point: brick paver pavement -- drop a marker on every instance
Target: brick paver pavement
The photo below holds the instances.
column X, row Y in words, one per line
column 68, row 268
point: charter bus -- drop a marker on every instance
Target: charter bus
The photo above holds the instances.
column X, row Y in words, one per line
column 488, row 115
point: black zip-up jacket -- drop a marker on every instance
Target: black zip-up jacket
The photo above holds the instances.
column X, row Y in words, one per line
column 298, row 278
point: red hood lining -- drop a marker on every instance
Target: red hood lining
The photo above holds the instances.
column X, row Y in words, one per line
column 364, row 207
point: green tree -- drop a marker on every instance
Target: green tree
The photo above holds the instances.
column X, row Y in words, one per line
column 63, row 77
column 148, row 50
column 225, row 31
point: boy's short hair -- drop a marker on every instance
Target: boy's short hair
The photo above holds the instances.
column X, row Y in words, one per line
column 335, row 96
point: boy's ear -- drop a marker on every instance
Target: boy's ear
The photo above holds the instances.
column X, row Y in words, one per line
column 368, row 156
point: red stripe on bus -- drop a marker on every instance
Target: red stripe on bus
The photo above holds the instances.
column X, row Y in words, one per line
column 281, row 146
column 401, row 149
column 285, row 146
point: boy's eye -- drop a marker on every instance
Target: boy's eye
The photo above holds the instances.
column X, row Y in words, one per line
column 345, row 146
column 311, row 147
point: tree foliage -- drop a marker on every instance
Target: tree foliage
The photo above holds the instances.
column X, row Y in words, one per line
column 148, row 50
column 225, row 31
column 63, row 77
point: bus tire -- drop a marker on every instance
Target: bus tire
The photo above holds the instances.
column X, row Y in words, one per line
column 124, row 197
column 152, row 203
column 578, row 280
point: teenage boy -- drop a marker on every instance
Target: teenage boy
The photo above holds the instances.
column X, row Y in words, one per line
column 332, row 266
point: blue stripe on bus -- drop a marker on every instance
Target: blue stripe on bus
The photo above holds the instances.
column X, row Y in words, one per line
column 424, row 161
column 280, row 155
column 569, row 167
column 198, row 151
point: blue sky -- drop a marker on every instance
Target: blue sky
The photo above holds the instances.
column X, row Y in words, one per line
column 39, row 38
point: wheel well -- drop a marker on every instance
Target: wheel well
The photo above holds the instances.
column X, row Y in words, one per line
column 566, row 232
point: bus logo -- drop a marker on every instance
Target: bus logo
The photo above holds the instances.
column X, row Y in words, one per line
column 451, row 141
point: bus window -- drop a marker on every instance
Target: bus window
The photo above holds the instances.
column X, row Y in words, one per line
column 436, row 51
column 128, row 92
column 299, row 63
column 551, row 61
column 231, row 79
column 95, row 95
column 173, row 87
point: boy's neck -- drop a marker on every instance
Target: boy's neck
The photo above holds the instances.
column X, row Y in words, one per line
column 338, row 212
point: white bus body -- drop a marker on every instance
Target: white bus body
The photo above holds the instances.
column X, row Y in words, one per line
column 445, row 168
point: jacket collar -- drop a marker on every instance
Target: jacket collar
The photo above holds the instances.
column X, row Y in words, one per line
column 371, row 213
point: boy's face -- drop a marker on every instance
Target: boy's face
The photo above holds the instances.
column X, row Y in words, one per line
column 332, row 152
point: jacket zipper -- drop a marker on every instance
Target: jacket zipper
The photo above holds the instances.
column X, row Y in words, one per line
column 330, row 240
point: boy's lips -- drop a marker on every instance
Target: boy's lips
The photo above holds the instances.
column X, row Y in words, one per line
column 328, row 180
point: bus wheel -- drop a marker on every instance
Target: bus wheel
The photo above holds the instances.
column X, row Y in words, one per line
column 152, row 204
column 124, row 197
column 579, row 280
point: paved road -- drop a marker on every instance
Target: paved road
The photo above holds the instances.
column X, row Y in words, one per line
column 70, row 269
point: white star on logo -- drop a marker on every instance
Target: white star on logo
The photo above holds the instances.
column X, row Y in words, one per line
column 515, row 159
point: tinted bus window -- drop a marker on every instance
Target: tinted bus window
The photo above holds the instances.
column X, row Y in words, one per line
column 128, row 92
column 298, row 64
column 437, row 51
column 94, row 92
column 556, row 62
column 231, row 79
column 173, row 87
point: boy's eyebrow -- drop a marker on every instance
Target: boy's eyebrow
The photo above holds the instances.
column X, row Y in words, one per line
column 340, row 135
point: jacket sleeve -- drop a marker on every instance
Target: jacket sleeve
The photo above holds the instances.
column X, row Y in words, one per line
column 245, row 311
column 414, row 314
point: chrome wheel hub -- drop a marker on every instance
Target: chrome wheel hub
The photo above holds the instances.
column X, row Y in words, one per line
--
Please output the listing above exactly, every line included.

point: brick paver pavement -- drop a marker on every instance
Target: brick paver pavement
The photo below holds the instances.
column X, row Y in words, one per line
column 68, row 268
point: charter bus -- drop a marker on every instance
Target: charter bus
The photo above holds the instances.
column X, row Y in words, one per line
column 488, row 115
point: black zip-up jacket -- drop a marker on every instance
Target: black zip-up jacket
The photo above holds the instances.
column X, row Y in words, one per line
column 298, row 278
point: red hood lining -- drop a marker on every instance
Target: red hood lining
The photo above holds the instances.
column X, row Y in words, one per line
column 364, row 207
point: green tree -- drop a marker on every instance
Target: green tree
The photo above holds the instances.
column X, row Y in words, one per line
column 63, row 77
column 148, row 50
column 225, row 31
point: boy's short hair -- drop a marker on every instance
Target: boy's short hair
The photo above holds the instances.
column X, row Y in words, one per line
column 335, row 96
point: boy's ear -- drop a marker on every instance
Target: boy's ear
The photo above holds the instances.
column X, row Y in words, one per line
column 368, row 156
point: red stripe on bus -- drop a marker on every instance
Target: red stripe on bus
The photo above holds the instances.
column X, row Y in words, one per line
column 281, row 146
column 401, row 149
column 285, row 146
point: boy's eye -- drop a marker on every instance
Target: boy's eye
The photo above holds the instances.
column X, row Y in words, one per line
column 345, row 146
column 311, row 147
point: tree foliage -- drop a marker on every instance
Target: tree foliage
The photo above holds the instances.
column X, row Y in words, one per line
column 148, row 50
column 225, row 31
column 63, row 77
point: bus tire -- drop a marker on every instance
Target: bus tire
The photo above holds the instances.
column X, row Y in words, one per line
column 124, row 197
column 152, row 203
column 578, row 280
point: teenage boy -- drop a marker on every instance
Target: teenage boy
The photo above holds the instances.
column X, row Y in words, one per line
column 332, row 266
point: blue stripe on bus -- drop a marker on every instance
Target: blue stripe on bus
The photo above holds the instances.
column X, row Y in words, one per line
column 424, row 161
column 280, row 155
column 569, row 167
column 198, row 151
point: blue sky -- drop a marker on every instance
Target: blue sky
The photo above holds the instances.
column X, row Y in words, one per line
column 39, row 38
point: wheel well -- drop a marker on every instance
Target: wheel well
The photo above holds the instances.
column X, row Y in words, one per line
column 566, row 232
point: bus logo -- drop a marker on every instance
Target: bus logo
The photo above holds the instances.
column X, row Y in words, one per line
column 451, row 141
point: bus window -- drop a marker on every instance
Target: bus window
The photo above holds the instances.
column X, row Y in words, one per line
column 436, row 51
column 128, row 92
column 299, row 63
column 551, row 61
column 231, row 79
column 95, row 95
column 173, row 87
point: boy's neck -- drop a marker on every instance
Target: boy's neck
The photo above holds the instances.
column X, row Y in words, one per line
column 338, row 212
point: white bus body -- drop a marker on every instance
Target: white bus body
The photo above holds the instances.
column X, row Y in words, one per line
column 445, row 168
point: jacket collar -- drop a marker on every instance
Target: jacket collar
The photo above holds the instances.
column X, row Y in words, one per line
column 371, row 213
point: boy's face -- drop a marker on every instance
Target: boy's face
The photo above holds the instances.
column X, row Y in words, one per line
column 332, row 152
point: jacket zipper -- drop a marker on every instance
Target: jacket zipper
The photo above holds the instances.
column X, row Y in words, one per line
column 330, row 240
point: boy's lips -- drop a marker on every instance
Target: boy's lips
The photo above holds the instances.
column X, row Y in words, one per line
column 328, row 180
point: bus wheel -- drop a marker on every instance
Target: bus wheel
The photo above holds the instances.
column X, row Y in words, one per line
column 152, row 204
column 124, row 197
column 579, row 280
point: paved road -- drop a marker on every instance
Target: paved road
The photo above holds the instances.
column X, row Y in words, one per line
column 70, row 269
point: white star on logo -- drop a marker on every instance
Target: white star on logo
The photo above holds the instances.
column X, row Y in words, one per line
column 515, row 159
point: tinted bus window -- drop a marker on every instance
Target: tinted bus window
The photo above holds the instances.
column X, row Y in words, one per line
column 128, row 92
column 298, row 64
column 437, row 51
column 94, row 92
column 556, row 62
column 231, row 79
column 173, row 87
point: boy's eyebrow -- drop a marker on every instance
Target: boy's eyebrow
The photo above holds the instances.
column X, row Y in words, one per line
column 340, row 135
point: jacket sleeve -- drop a marker on every instance
Target: jacket sleeve
The photo above holds the instances.
column X, row Y in words, one per line
column 245, row 311
column 414, row 314
point: chrome wheel hub -- drop a marker on every instance
Target: chrome wheel hub
The photo above holds the instances.
column X, row Y in words, one per line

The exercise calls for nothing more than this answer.